### THE EXERCISE
Show every line of the material below that contains the word "bottom", matching case exactly.

━━━━━ RECORD EXCERPTS

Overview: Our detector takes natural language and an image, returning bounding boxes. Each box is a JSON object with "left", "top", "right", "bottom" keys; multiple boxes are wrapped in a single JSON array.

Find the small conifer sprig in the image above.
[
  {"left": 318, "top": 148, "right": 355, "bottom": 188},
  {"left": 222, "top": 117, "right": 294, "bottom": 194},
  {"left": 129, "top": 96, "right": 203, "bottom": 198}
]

━━━━━━━━━━
━━━━━ RECORD EXCERPTS

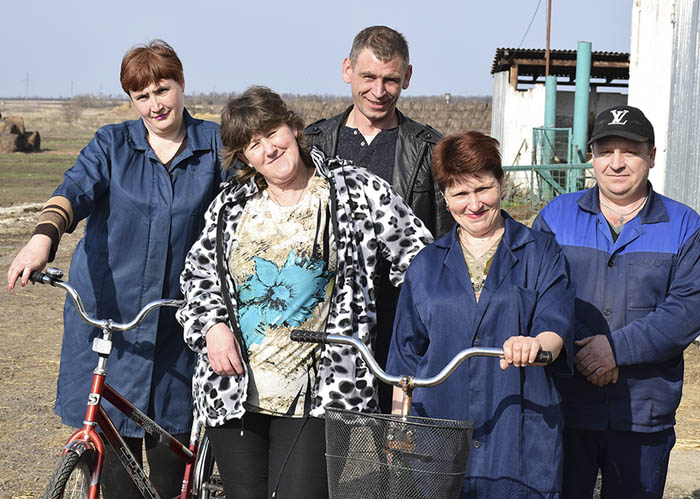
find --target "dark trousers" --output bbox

━━━━━━━━━━
━━━━━ RECORD EXCERPTS

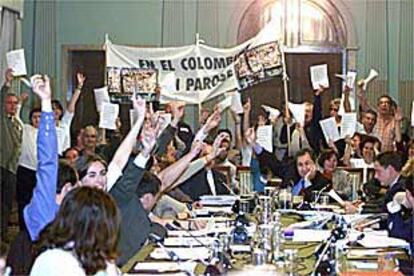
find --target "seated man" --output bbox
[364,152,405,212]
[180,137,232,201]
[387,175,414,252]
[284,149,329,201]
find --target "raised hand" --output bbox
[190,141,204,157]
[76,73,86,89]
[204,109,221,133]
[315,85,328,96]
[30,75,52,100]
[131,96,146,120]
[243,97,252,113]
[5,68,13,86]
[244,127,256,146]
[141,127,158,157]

━━━━━━━━━━

### RESPONSE TO THE TASK
Overview: Our detector takes natural language and an image, returning bounding boxes. Each box is a JSON object with "left", "top", "right", "bottom" keys; multiple boxes are wrapped in a single JSON array.
  {"left": 318, "top": 148, "right": 355, "bottom": 188},
  {"left": 222, "top": 117, "right": 294, "bottom": 194},
  {"left": 129, "top": 96, "right": 203, "bottom": 198}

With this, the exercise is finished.